Render the entries from the line containing "Where can you see the dusk" through the line containing "<point>728,133</point>" as a Markdown table with columns Row and Line, numbering each row and omitting blank lines.
━━ Material for the task
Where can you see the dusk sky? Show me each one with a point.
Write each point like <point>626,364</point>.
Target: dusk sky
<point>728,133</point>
━━━━
━━ Material for the task
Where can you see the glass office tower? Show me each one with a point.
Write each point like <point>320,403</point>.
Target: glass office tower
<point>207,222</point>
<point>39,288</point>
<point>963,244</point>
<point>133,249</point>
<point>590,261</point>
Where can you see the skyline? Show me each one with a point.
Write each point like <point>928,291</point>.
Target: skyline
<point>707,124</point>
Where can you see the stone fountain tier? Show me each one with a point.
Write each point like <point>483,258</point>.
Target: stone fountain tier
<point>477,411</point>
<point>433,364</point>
━━━━
> _Exercise result_:
| Row | Line |
|---|---|
| 1 | Where can you see the dusk sky? Show me each one with a point. |
| 2 | Write each point like <point>626,364</point>. |
| 3 | Target: dusk sky |
| 4 | <point>728,133</point> |